> _Stated task_:
Copy the material from the line containing "QA review pass — verify and re-annotate every door" through the end of the material, changing every "partially occluded" to "partly hidden" and leaving all else the same.

> _Provided records_:
========================================================================
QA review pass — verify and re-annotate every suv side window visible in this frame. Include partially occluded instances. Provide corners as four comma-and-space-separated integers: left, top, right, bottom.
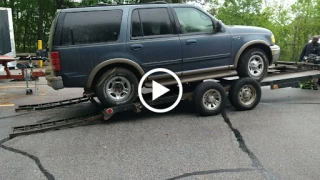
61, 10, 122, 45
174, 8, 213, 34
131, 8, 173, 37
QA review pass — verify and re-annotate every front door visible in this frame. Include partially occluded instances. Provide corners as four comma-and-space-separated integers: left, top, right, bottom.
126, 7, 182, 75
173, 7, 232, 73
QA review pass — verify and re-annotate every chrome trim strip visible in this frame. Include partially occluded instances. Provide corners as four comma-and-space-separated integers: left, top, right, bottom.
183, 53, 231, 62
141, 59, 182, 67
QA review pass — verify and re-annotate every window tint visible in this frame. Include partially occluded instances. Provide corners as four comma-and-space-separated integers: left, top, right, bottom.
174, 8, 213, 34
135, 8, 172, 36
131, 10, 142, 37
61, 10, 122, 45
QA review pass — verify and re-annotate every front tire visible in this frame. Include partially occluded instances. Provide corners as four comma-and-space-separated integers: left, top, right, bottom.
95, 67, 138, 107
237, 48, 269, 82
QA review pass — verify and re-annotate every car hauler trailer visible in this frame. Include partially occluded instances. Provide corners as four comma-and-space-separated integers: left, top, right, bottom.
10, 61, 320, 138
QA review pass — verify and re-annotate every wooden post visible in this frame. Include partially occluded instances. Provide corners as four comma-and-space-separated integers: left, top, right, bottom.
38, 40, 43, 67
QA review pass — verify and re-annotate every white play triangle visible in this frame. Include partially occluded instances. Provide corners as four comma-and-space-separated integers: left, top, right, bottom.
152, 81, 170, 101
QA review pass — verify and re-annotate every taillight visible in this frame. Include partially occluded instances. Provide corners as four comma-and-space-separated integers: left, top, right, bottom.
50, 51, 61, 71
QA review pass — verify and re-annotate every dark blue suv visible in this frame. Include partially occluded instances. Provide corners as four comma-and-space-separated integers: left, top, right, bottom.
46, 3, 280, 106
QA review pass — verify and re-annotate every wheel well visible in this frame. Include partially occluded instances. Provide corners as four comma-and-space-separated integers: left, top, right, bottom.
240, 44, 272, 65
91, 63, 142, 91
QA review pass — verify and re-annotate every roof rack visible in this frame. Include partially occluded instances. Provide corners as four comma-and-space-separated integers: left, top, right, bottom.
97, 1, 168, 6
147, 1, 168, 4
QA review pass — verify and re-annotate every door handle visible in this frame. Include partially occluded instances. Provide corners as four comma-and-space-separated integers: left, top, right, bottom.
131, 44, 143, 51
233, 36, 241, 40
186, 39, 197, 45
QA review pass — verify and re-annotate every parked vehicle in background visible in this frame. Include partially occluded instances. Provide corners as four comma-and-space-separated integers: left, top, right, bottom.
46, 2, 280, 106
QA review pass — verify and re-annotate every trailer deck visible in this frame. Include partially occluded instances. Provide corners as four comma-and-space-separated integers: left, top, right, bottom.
========================================================================
> _Right answer_:
QA review pass — verify and re-annotate every door handle visible in this frame. Include partly hidden instances. Provide corners as four comma-and-space-separated integers: left, top, right, bottom.
131, 44, 143, 51
233, 36, 241, 40
186, 39, 197, 45
QA review pass — verify and re-annotate every parked vehicle in background visible in this frame. Include partly hidden instances. Provide corners as four comma-and-space-separated integers: left, top, right, bottom.
46, 2, 280, 106
QA review pass — verify and re-annotate every trailer deck visible in this frame. Include partly hidden instances. Provide corners as four comma-and-space-separated integers: left, top, right, bottom.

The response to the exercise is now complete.